PROBLEM DESCRIPTION
Once the images are set aside, return every entry exactly.

Natural-language object grounding data
------------

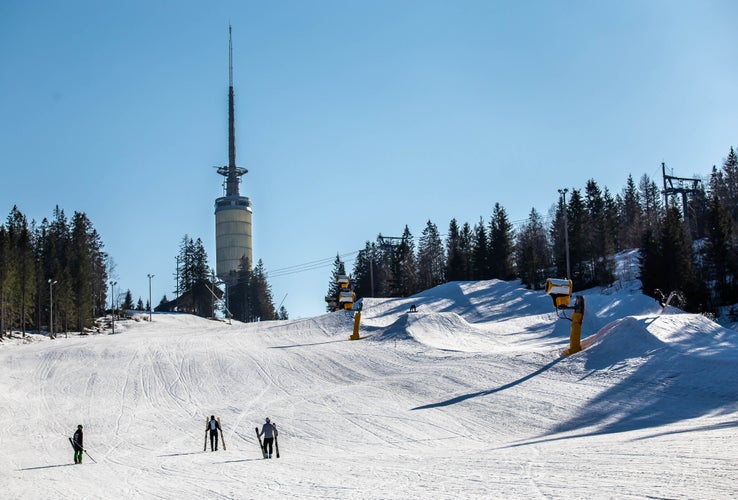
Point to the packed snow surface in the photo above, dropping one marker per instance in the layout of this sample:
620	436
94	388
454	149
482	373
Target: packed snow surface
468	397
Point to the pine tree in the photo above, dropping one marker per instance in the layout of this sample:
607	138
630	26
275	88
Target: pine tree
533	255
480	268
721	251
502	245
334	287
578	224
651	205
599	245
406	265
363	272
630	231
128	301
455	253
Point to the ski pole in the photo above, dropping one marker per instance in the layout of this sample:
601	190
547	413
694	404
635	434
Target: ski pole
95	461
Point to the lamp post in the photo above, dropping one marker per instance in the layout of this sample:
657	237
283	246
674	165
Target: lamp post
563	192
112	303
150	276
52	282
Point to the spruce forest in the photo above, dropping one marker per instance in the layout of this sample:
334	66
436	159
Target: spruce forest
694	253
58	259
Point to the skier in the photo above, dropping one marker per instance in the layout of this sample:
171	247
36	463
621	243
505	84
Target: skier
78	444
659	296
214	427
269	431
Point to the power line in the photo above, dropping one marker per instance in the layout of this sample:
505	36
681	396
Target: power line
309	266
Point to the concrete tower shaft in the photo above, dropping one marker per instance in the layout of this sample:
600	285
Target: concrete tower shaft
232	211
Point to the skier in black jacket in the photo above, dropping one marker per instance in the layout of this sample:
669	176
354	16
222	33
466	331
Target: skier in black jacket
78	444
214	427
269	431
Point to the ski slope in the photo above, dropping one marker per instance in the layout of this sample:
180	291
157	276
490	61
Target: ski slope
467	398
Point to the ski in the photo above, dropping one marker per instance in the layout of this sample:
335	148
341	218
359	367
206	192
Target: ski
261	445
85	451
207	424
220	429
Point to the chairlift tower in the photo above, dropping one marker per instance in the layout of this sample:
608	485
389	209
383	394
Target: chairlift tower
674	186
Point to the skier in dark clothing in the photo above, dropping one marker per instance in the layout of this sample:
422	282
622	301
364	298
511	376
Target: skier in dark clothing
78	444
269	431
214	427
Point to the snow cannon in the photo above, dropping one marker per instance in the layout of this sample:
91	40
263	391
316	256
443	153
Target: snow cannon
560	292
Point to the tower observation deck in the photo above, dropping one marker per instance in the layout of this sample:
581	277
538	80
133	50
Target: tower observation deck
232	211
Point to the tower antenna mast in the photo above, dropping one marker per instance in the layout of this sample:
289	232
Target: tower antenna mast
231	172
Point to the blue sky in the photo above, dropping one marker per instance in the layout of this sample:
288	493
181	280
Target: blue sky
354	118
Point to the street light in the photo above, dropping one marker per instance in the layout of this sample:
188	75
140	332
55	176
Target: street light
52	282
563	192
112	302
150	276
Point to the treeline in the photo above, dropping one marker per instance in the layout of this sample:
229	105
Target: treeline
198	291
694	252
58	258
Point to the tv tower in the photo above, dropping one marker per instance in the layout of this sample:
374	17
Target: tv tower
232	211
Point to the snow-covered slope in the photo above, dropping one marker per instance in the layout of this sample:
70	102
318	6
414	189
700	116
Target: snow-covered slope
468	397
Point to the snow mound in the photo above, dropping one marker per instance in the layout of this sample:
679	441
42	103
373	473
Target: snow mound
690	335
444	331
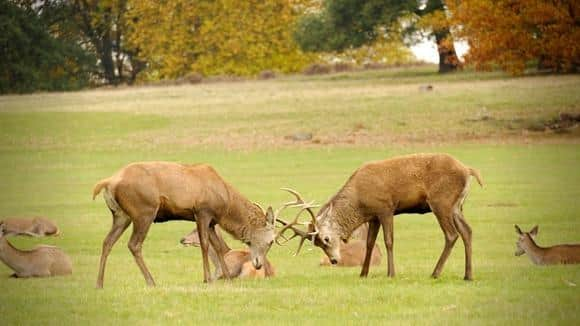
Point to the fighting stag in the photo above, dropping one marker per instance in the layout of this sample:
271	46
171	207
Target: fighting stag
377	191
151	192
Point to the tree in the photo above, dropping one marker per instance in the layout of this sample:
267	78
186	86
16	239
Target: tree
103	24
513	33
176	37
342	24
35	57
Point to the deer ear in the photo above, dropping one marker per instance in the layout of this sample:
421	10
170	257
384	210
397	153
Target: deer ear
270	215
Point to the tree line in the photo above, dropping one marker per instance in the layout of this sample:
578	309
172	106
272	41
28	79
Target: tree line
71	44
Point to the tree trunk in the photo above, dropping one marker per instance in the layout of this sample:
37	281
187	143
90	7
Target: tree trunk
448	60
107	61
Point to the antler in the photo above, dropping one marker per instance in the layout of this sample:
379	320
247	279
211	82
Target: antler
299	202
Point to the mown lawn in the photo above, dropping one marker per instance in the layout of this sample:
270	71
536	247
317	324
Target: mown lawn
54	147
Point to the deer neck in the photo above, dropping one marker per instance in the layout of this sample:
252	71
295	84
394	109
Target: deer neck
346	217
11	256
242	218
535	252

------------

RESULT OF THIS TASK
Point to the packed snow surface in the photo above, dropping one marker per instance in the layout of this sample:
620	436
94	388
454	149
482	373
Target: packed snow surface
468	397
Point to the pine tree in the photo above, dropping one marker per instance in the layout of this sample:
607	138
630	26
275	88
Target: pine tree
533	255
480	268
721	251
502	245
334	287
578	224
651	205
599	245
406	265
363	272
630	231
128	301
455	253
Point to the ski pole in the photo above, dropping one marker per instance in the layout of this sample:
601	190
547	413
694	404
635	434
Target: ski pole
95	461
Point to the lamp post in the photo above, dropping one marker per instance in the layout of this sample:
657	237
283	246
674	165
Target: lamp post
563	192
112	303
150	276
52	282
Point to the spruce forest in the photo above, dropping one marker per instance in the layout of this sample:
334	66
436	159
Target: spruce forest
694	253
58	259
Point to the skier in the photo above, dropping one marker per instance in the layout of this sample:
171	247
36	463
621	243
505	84
Target: skier
78	444
659	296
214	427
269	431
Point to the power line in the photo above, dropping one marker per instance in the layout of this sample:
505	36
681	396
Target: power line
309	266
Point to the concrete tower shaft in the photo above, dropping one marker per instance in the layout of this sample:
600	285
Target: concrete tower shaft
232	211
Point to the skier in black jacket in the photo above, dropping one marker per instance in the layout of this sample:
669	176
354	16
222	33
466	331
Target: skier in black jacket
78	444
214	427
269	431
Point to the ski slope in the photo above, dropping one marker per instance in the layout of this sample:
180	291
157	276
490	61
Target: ski slope
467	398
Point to the ski in the photo above, dropping one marker per instance in the layout of this sample:
335	148
341	218
359	367
206	192
Target: ski
261	445
85	451
207	424
220	429
Point to the chairlift tower in the photo above, dropping one marker per instance in the layout of this sample:
608	485
389	209
383	394
Target: chairlift tower
674	186
Point to the skier in dark clothing in the photo above, dropping one marker per instance in the layout of this sample:
422	282
622	301
364	298
511	376
Target: skier in dark clothing
78	444
269	431
214	427
Point to the snow cannon in the photo above, dropping one marker per instance in the layout of this sample:
91	40
263	391
316	256
443	153
Target: snow cannon
560	292
Point to the tower observation deck in the photo above, dropping one marker per instance in the layout of this sample:
581	277
538	80
133	50
Target: tower observation deck
232	211
Point to the tower antenna mast in the photo above, dropping one marker per instance in the layout of this sample:
289	232
Target: tower antenna mast
231	172
Point to the blue sky in the photo above, dropping one marker per instance in the layout of this sample:
288	493
181	280
Target: blue sky
354	118
Point to the street light in the photo above, dropping one marker per instance in the layout of this sample:
188	75
140	332
55	176
Target: street light
52	282
563	192
112	302
150	276
Point to the treeline in the photo above, dropping one marker per instance in the layout of this sample:
229	105
Target: treeline
198	291
694	252
58	258
Point to the tv tower in the photo above, dropping one marker per instance in the layout of this sample:
374	17
Target: tv tower
232	211
Point to the snow-covered slope in the photo above, dropping one marker per instance in the layout of this sample:
70	102
318	6
414	189
700	116
Target: snow-covered slope
468	397
Point to the snow mound in the photo above, dropping one marker per instance in the layout of this sample:
679	441
42	103
373	473
Target: snow mound
690	335
444	331
Point to the fighting stag in the photo above, dropping one marker per instance in the layout of this sample:
271	46
171	207
Target: fighting stag
377	191
151	192
Point to the tree in the photo above, dropping one marker per instance in the layout of this sample:
267	78
186	86
16	239
Target: tree
103	24
513	33
176	37
342	24
35	57
Point to the deer ear in the photo above, dropping one marker per instance in the layout of this sample:
421	10
170	257
384	210
397	153
Target: deer ear
270	215
Point to the tree line in the photo above, dropping one marker per instance in the layout of this sample:
578	309
172	106
272	41
28	79
Target: tree line
71	44
Point to the tree trunk in the photo above, dropping one marker per instance in the layout of this sample:
37	281
187	143
90	7
Target: tree trunk
448	60
107	61
Point to the antler in the photo above, dropping one marker per instance in the layout of this sample:
379	320
247	279
211	82
Target: antler
299	202
Point to the mown lawn in the photo above, dropping one marker per instance in the layout of this sample:
270	71
536	247
317	324
Target: mown lawn
54	147
Point to the deer neck in the photo above, dropping one marker per instance in the layout of this sample:
252	71
295	84
394	109
Target: deer neck
346	217
11	256
242	218
535	252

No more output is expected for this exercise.